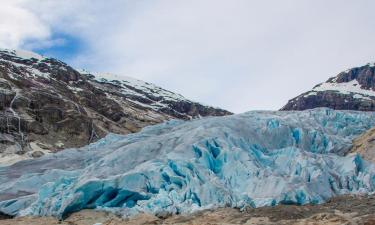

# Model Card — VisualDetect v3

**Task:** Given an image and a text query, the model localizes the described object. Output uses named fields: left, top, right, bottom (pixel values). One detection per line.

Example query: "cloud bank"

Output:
left=0, top=0, right=375, bottom=112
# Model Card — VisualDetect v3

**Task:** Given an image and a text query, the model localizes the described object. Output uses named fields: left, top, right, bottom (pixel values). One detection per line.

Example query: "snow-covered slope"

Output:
left=0, top=49, right=231, bottom=165
left=282, top=63, right=375, bottom=111
left=0, top=108, right=375, bottom=217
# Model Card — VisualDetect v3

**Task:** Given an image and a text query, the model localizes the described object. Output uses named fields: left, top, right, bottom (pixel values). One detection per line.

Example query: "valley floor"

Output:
left=0, top=195, right=375, bottom=225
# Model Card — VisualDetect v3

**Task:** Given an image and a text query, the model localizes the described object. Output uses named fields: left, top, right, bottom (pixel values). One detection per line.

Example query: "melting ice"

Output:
left=0, top=108, right=375, bottom=218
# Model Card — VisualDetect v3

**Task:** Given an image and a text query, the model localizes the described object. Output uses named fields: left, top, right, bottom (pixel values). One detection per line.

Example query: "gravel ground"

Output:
left=0, top=195, right=375, bottom=225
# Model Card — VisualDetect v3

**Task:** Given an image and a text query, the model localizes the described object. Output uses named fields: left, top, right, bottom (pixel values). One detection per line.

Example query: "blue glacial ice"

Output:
left=0, top=108, right=375, bottom=218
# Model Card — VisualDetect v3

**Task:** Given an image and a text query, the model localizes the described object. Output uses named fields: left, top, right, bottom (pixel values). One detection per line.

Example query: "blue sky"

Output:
left=29, top=33, right=87, bottom=62
left=0, top=0, right=375, bottom=112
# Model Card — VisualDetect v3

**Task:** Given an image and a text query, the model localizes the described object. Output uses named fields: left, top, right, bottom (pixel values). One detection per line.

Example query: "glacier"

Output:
left=0, top=108, right=375, bottom=218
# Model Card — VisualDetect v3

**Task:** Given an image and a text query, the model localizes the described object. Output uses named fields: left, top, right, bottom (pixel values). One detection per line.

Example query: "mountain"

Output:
left=281, top=63, right=375, bottom=111
left=0, top=50, right=231, bottom=163
left=0, top=108, right=375, bottom=218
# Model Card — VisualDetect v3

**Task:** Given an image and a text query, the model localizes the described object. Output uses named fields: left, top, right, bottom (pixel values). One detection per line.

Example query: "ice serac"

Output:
left=0, top=108, right=375, bottom=217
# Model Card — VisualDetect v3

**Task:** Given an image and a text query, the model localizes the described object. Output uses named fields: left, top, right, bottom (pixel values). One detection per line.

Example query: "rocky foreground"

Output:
left=0, top=196, right=375, bottom=225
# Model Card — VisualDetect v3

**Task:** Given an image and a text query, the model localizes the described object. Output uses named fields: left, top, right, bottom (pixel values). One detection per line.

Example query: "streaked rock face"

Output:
left=281, top=64, right=375, bottom=111
left=0, top=108, right=375, bottom=218
left=0, top=196, right=375, bottom=225
left=0, top=50, right=230, bottom=164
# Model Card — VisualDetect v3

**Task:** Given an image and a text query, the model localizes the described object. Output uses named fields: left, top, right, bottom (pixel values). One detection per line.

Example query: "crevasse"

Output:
left=0, top=108, right=375, bottom=218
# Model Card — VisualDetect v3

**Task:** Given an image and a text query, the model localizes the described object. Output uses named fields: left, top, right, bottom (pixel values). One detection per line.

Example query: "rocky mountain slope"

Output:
left=281, top=63, right=375, bottom=111
left=0, top=195, right=375, bottom=225
left=0, top=50, right=231, bottom=163
left=0, top=108, right=375, bottom=218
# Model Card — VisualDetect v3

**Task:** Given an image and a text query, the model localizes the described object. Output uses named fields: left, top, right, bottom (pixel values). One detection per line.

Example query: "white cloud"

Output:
left=0, top=0, right=375, bottom=112
left=0, top=0, right=50, bottom=48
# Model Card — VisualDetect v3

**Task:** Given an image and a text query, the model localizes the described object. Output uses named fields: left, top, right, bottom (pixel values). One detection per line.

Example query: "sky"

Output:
left=0, top=0, right=375, bottom=113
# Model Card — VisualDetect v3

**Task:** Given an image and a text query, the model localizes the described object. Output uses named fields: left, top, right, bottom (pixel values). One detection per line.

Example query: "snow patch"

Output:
left=313, top=80, right=375, bottom=99
left=0, top=109, right=375, bottom=218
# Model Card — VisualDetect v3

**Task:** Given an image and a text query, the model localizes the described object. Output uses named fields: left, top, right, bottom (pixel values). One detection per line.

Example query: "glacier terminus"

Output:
left=0, top=108, right=375, bottom=218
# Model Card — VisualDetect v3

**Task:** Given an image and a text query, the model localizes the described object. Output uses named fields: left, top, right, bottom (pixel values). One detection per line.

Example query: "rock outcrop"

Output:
left=281, top=63, right=375, bottom=111
left=0, top=50, right=231, bottom=164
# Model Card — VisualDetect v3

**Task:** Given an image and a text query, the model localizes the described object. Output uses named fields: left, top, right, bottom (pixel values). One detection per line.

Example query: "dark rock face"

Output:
left=0, top=50, right=231, bottom=161
left=281, top=64, right=375, bottom=111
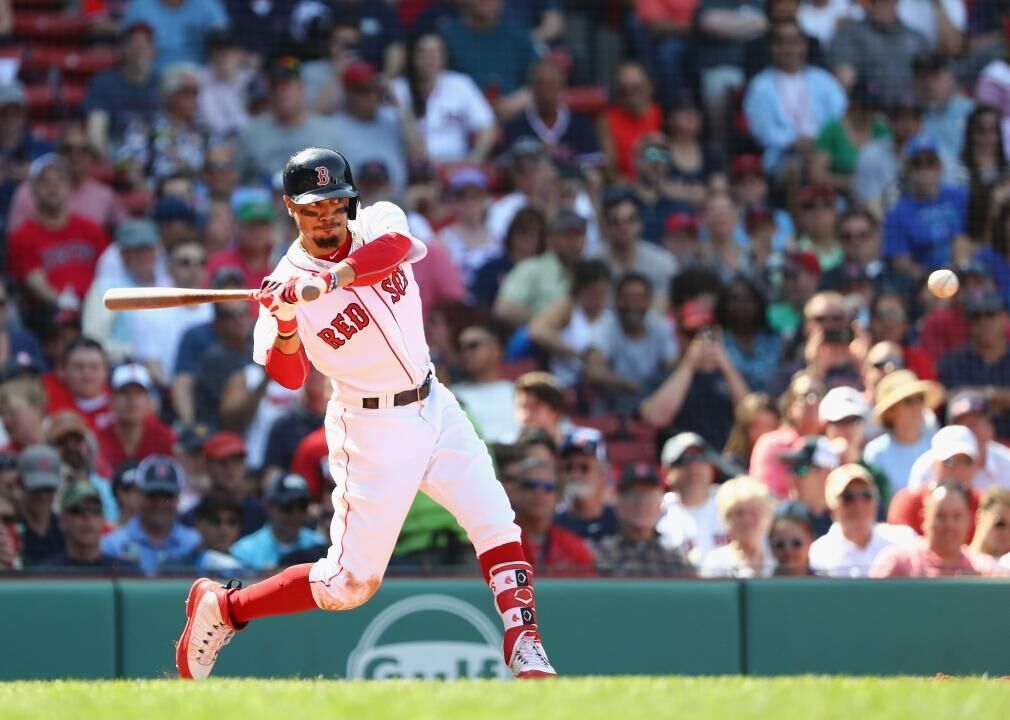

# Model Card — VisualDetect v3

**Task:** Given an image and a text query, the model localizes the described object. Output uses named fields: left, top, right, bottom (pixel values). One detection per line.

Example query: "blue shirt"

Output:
left=231, top=525, right=326, bottom=570
left=122, top=0, right=228, bottom=70
left=884, top=188, right=968, bottom=272
left=101, top=517, right=201, bottom=578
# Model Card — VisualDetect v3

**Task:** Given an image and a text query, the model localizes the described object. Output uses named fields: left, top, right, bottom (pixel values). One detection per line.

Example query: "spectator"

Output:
left=390, top=32, right=496, bottom=165
left=750, top=372, right=824, bottom=498
left=17, top=445, right=64, bottom=567
left=554, top=435, right=614, bottom=542
left=122, top=0, right=228, bottom=70
left=7, top=124, right=124, bottom=233
left=81, top=219, right=159, bottom=363
left=128, top=241, right=214, bottom=386
left=504, top=57, right=599, bottom=162
left=722, top=393, right=782, bottom=468
left=939, top=290, right=1010, bottom=438
left=7, top=153, right=109, bottom=322
left=768, top=502, right=816, bottom=578
left=743, top=20, right=846, bottom=176
left=197, top=29, right=253, bottom=137
left=331, top=61, right=424, bottom=193
left=639, top=300, right=750, bottom=447
left=192, top=494, right=249, bottom=575
left=715, top=275, right=783, bottom=391
left=655, top=432, right=729, bottom=567
left=494, top=210, right=586, bottom=326
left=98, top=364, right=176, bottom=468
left=908, top=390, right=1010, bottom=493
left=101, top=455, right=200, bottom=577
left=235, top=56, right=347, bottom=183
left=230, top=475, right=326, bottom=572
left=583, top=273, right=677, bottom=416
left=699, top=475, right=775, bottom=578
left=810, top=464, right=916, bottom=578
left=39, top=482, right=136, bottom=576
left=887, top=425, right=979, bottom=539
left=598, top=62, right=663, bottom=178
left=452, top=325, right=519, bottom=442
left=870, top=483, right=998, bottom=578
left=828, top=0, right=929, bottom=104
left=471, top=207, right=547, bottom=307
left=182, top=432, right=267, bottom=537
left=112, top=63, right=207, bottom=188
left=440, top=0, right=536, bottom=121
left=594, top=462, right=694, bottom=577
left=515, top=457, right=593, bottom=575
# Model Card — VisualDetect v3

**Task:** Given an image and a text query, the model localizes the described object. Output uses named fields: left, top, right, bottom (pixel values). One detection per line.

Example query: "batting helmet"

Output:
left=284, top=147, right=358, bottom=220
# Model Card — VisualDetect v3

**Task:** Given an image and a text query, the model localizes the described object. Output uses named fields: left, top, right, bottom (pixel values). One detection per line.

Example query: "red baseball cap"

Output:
left=203, top=432, right=245, bottom=460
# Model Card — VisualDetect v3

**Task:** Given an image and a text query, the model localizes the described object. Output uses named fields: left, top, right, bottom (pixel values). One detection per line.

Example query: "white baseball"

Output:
left=926, top=268, right=961, bottom=299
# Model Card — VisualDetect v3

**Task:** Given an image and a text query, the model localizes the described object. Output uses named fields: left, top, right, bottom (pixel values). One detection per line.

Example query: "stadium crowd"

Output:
left=0, top=0, right=1010, bottom=578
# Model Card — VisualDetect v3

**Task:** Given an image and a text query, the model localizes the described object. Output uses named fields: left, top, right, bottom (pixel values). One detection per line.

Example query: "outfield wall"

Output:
left=0, top=579, right=1010, bottom=680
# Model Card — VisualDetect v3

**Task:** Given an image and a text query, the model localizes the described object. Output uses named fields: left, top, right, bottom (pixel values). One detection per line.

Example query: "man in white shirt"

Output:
left=655, top=432, right=729, bottom=568
left=810, top=462, right=918, bottom=578
left=908, top=390, right=1010, bottom=493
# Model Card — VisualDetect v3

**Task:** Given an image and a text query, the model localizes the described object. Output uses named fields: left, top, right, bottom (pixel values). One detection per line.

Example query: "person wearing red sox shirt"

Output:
left=176, top=147, right=553, bottom=680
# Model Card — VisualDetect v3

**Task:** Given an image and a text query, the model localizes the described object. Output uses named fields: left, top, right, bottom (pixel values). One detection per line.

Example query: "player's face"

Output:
left=284, top=198, right=349, bottom=250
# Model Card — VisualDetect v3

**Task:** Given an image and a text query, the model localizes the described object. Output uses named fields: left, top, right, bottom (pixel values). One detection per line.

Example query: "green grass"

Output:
left=0, top=677, right=1010, bottom=720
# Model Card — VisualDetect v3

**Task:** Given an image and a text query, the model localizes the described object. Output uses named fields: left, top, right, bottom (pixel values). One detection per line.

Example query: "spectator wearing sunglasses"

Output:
left=40, top=482, right=137, bottom=575
left=515, top=457, right=594, bottom=575
left=810, top=462, right=916, bottom=578
left=231, top=474, right=326, bottom=571
left=768, top=501, right=816, bottom=578
left=870, top=482, right=1005, bottom=578
left=655, top=432, right=729, bottom=567
left=971, top=488, right=1010, bottom=558
left=887, top=425, right=979, bottom=539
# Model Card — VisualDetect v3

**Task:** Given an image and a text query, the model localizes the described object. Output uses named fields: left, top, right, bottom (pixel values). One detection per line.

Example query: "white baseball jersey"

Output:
left=253, top=202, right=430, bottom=402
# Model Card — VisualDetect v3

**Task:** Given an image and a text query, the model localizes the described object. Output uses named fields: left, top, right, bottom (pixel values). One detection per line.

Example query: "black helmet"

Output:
left=284, top=147, right=358, bottom=220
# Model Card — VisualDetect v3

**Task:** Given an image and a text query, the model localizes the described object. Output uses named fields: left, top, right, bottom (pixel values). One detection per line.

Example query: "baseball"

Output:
left=926, top=269, right=961, bottom=298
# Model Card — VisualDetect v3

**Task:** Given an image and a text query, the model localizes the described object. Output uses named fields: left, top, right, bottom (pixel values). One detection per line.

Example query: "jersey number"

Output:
left=379, top=268, right=407, bottom=303
left=316, top=303, right=372, bottom=349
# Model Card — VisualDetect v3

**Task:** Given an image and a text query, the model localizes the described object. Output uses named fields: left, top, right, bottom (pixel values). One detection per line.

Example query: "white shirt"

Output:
left=908, top=441, right=1010, bottom=493
left=655, top=487, right=729, bottom=568
left=451, top=380, right=519, bottom=442
left=391, top=70, right=495, bottom=165
left=253, top=202, right=431, bottom=401
left=810, top=522, right=919, bottom=578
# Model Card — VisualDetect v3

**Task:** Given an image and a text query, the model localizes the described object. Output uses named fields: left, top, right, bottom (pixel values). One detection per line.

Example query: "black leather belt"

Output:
left=362, top=373, right=431, bottom=410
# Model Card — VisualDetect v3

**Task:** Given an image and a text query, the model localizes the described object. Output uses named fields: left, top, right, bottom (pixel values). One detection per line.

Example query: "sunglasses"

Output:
left=520, top=478, right=558, bottom=493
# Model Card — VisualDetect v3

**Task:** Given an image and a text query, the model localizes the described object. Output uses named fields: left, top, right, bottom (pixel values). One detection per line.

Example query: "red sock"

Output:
left=228, top=562, right=317, bottom=627
left=479, top=542, right=537, bottom=664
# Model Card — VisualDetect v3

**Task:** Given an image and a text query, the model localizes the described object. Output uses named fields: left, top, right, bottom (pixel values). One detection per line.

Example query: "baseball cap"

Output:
left=929, top=425, right=979, bottom=461
left=60, top=481, right=102, bottom=512
left=136, top=455, right=183, bottom=495
left=267, top=473, right=309, bottom=505
left=203, top=430, right=245, bottom=460
left=660, top=432, right=712, bottom=468
left=817, top=386, right=870, bottom=422
left=617, top=462, right=663, bottom=493
left=116, top=218, right=158, bottom=250
left=947, top=390, right=989, bottom=424
left=824, top=462, right=877, bottom=507
left=109, top=363, right=155, bottom=393
left=17, top=443, right=61, bottom=490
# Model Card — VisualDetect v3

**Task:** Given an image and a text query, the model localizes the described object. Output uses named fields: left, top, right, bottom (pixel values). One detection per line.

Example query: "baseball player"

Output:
left=176, top=147, right=556, bottom=680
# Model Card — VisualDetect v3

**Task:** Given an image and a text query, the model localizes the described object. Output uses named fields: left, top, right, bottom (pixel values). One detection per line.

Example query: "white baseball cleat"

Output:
left=176, top=578, right=235, bottom=680
left=509, top=632, right=558, bottom=680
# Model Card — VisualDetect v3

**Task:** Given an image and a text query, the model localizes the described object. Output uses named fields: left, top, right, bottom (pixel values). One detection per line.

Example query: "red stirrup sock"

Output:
....................
### EXERCISE
Pull out every line in the entries above that contains the word "player". Match uppercase and lowercase exactly.

### FULL OUTPUT
Example query: "player's face"
Example query: "baseball player"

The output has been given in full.